BRIEF: Put the entries below into a JSON list of strings, one string per line. Start at the line with "ping yellow bokeh spot", end at the line with "[458,239,893,450]", include both, and leave out blank lines.

LISTED ENTRIES:
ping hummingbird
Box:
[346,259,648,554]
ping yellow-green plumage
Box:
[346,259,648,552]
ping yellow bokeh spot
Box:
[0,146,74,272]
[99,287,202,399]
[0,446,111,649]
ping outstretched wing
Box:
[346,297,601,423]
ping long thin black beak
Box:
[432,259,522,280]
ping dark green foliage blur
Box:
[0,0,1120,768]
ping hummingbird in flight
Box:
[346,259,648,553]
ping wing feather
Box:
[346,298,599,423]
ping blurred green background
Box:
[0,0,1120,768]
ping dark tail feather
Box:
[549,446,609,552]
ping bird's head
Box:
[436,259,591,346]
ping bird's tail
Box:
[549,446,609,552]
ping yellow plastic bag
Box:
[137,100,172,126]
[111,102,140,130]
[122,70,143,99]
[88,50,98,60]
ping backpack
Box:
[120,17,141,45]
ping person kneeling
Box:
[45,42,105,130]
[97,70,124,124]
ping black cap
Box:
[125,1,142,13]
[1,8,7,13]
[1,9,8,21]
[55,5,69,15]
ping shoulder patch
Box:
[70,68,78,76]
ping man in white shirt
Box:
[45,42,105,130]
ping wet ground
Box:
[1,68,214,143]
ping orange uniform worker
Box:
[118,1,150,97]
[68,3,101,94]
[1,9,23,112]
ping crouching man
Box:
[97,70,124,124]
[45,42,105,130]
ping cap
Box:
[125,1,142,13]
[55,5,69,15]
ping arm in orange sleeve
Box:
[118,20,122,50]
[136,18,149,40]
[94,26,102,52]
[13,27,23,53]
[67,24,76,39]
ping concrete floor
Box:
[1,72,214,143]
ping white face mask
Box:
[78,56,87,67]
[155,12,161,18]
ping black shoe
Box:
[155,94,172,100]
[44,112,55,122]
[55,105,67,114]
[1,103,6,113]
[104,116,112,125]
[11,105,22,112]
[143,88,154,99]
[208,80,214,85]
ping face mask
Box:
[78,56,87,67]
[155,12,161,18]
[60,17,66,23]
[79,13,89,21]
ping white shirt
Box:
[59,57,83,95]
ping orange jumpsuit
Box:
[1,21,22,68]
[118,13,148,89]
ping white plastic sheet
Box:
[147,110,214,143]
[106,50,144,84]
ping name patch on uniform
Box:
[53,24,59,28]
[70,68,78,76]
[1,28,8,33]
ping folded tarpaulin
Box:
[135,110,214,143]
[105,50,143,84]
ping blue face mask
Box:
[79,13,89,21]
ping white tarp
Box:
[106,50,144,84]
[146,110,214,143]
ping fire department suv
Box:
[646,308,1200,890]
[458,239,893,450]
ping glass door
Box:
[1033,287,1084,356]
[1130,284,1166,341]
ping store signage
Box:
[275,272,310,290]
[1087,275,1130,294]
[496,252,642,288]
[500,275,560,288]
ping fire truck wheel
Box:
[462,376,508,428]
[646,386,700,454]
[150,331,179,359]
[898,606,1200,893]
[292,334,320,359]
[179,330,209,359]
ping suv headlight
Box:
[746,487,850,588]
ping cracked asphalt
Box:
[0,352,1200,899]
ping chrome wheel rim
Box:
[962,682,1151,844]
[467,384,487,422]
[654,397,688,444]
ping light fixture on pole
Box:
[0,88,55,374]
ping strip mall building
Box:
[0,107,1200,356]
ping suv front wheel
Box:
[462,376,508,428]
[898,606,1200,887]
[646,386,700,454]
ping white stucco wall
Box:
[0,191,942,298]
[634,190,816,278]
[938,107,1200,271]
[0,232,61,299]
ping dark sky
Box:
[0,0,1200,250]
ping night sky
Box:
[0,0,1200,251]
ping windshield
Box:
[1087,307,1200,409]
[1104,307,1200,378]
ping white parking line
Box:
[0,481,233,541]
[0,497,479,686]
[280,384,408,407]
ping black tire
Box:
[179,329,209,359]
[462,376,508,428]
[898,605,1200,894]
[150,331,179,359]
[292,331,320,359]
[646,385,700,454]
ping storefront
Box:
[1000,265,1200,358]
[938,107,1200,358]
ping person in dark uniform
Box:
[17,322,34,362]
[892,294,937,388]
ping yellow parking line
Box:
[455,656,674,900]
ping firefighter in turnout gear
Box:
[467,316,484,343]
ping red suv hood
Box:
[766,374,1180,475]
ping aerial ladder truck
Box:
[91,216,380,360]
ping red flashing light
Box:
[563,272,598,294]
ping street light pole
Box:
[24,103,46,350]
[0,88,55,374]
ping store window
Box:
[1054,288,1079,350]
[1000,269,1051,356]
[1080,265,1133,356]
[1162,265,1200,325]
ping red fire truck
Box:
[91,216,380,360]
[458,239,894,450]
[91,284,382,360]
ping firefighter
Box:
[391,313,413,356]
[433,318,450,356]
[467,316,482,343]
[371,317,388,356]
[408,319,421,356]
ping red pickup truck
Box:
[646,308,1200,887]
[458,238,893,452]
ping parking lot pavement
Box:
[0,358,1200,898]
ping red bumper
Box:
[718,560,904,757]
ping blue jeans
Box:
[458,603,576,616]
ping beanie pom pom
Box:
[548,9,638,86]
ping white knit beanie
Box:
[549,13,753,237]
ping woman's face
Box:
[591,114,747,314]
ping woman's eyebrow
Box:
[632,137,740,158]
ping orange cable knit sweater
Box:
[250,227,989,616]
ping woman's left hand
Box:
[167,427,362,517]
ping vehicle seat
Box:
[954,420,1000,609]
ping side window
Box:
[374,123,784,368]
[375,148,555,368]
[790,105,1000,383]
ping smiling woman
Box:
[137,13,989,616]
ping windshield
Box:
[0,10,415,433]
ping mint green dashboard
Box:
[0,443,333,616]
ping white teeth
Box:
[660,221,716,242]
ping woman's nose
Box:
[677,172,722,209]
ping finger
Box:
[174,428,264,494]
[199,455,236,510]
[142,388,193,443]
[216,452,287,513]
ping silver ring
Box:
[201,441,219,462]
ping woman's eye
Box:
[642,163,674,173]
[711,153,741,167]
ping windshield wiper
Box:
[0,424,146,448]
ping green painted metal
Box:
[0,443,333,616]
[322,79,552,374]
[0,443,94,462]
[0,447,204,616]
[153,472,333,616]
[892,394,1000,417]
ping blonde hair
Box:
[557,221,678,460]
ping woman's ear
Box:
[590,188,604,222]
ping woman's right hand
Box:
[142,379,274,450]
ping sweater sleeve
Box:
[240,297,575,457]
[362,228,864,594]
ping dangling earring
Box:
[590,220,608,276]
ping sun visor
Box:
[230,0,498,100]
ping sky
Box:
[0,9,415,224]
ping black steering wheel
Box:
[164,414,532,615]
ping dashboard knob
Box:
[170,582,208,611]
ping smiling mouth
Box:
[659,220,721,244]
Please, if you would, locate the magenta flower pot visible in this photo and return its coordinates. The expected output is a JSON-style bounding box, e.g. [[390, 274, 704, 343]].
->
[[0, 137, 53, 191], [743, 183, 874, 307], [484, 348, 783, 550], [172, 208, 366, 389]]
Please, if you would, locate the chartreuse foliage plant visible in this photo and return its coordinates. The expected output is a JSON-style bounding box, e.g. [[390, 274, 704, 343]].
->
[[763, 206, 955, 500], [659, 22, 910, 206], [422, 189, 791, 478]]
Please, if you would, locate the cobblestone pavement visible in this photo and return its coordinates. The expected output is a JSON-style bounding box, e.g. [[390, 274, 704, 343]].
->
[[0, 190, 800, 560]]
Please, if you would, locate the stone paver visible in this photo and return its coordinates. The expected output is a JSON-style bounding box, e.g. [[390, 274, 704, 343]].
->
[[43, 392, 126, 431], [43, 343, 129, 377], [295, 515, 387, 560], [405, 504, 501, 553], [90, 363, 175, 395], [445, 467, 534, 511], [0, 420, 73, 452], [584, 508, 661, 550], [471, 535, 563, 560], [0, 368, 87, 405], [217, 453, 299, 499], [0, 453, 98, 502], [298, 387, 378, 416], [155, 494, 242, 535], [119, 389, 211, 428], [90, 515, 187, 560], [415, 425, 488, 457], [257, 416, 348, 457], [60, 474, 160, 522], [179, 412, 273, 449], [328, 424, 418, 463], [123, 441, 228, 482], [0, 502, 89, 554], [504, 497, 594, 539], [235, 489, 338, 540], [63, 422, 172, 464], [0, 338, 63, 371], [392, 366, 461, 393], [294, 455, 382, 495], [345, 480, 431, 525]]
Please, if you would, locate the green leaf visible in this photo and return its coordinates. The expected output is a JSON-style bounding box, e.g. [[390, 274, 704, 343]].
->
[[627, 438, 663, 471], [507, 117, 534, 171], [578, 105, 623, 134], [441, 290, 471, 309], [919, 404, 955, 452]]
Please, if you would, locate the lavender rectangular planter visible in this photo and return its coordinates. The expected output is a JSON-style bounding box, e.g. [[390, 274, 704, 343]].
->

ANSWER TO THE EXERCISE:
[
  "ping yellow bokeh spot",
  "Box:",
  "[0,146,74,272]",
  "[99,287,202,399]",
  "[0,446,111,649]",
  "ping outstretched wing",
  "Box:",
  "[346,297,601,423]",
  "ping long thin black beak",
  "Box:",
  "[432,259,522,280]",
  "ping dark green foliage blur",
  "Box:",
  "[0,0,1120,768]",
  "ping hummingbird in flight",
  "Box:",
  "[346,259,648,553]",
  "ping wing feather",
  "Box:",
  "[346,298,599,423]",
  "ping blurred green background",
  "Box:",
  "[0,0,1120,768]",
  "ping dark tail feather",
  "Box:",
  "[549,446,609,552]",
  "ping bird's head",
  "Box:",
  "[436,259,591,346]",
  "ping bird's tail",
  "Box:",
  "[549,446,609,552]",
  "ping yellow plastic bag",
  "Box:",
  "[137,100,172,126]",
  "[111,102,140,130]",
  "[122,70,143,99]",
  "[88,50,98,60]",
  "ping backpack",
  "Box:",
  "[120,17,141,45]",
  "ping person kneeling",
  "Box:",
  "[45,42,105,130]",
  "[97,70,124,124]",
  "ping black cap",
  "Box:",
  "[125,1,142,13]",
  "[1,8,7,13]",
  "[1,9,8,21]",
  "[55,5,69,15]",
  "ping shoulder patch",
  "Box:",
  "[70,68,78,76]",
  "ping man in white shirt",
  "Box:",
  "[45,42,105,130]",
  "ping wet ground",
  "Box:",
  "[1,68,214,143]",
  "ping orange uniform worker",
  "Box:",
  "[118,1,150,97]",
  "[68,3,101,94]",
  "[1,9,23,112]",
  "ping crouching man",
  "Box:",
  "[97,70,124,124]",
  "[45,42,105,130]",
  "ping cap",
  "Box:",
  "[125,1,142,13]",
  "[55,5,69,15]",
  "ping arm in orange sleeve",
  "Box:",
  "[118,20,122,50]",
  "[136,18,149,40]",
  "[94,26,102,52]",
  "[13,27,23,53]",
  "[67,24,76,39]",
  "ping concrete floor",
  "Box:",
  "[1,72,214,143]",
  "ping white face mask",
  "Box:",
  "[78,56,87,67]",
  "[155,12,161,18]",
  "ping black shoe",
  "Box:",
  "[155,94,172,100]",
  "[44,112,55,122]",
  "[55,105,67,114]",
  "[1,103,6,113]",
  "[104,116,112,125]",
  "[11,105,22,112]",
  "[143,88,154,99]",
  "[208,80,214,85]",
  "ping face mask",
  "Box:",
  "[78,56,87,67]",
  "[155,12,161,18]",
  "[60,17,66,23]",
  "[79,13,89,21]",
  "ping white shirt",
  "Box:",
  "[59,57,83,95]",
  "ping orange jumpsuit",
  "Box:",
  "[1,21,22,68]",
  "[118,13,148,89]",
  "ping white plastic sheet",
  "Box:",
  "[147,110,214,143]",
  "[106,50,144,84]",
  "ping name patch on uniform",
  "Box:",
  "[53,24,59,28]",
  "[70,68,78,76]",
  "[1,28,8,33]",
  "ping folded tarpaulin",
  "Box:",
  "[135,110,214,143]",
  "[105,50,143,84]",
  "ping blue face mask",
  "Box:",
  "[79,13,89,21]",
  "ping white tarp",
  "Box:",
  "[106,50,144,84]",
  "[146,110,214,143]",
  "ping fire department suv",
  "Box:",
  "[646,308,1200,890]",
  "[458,239,893,450]"
]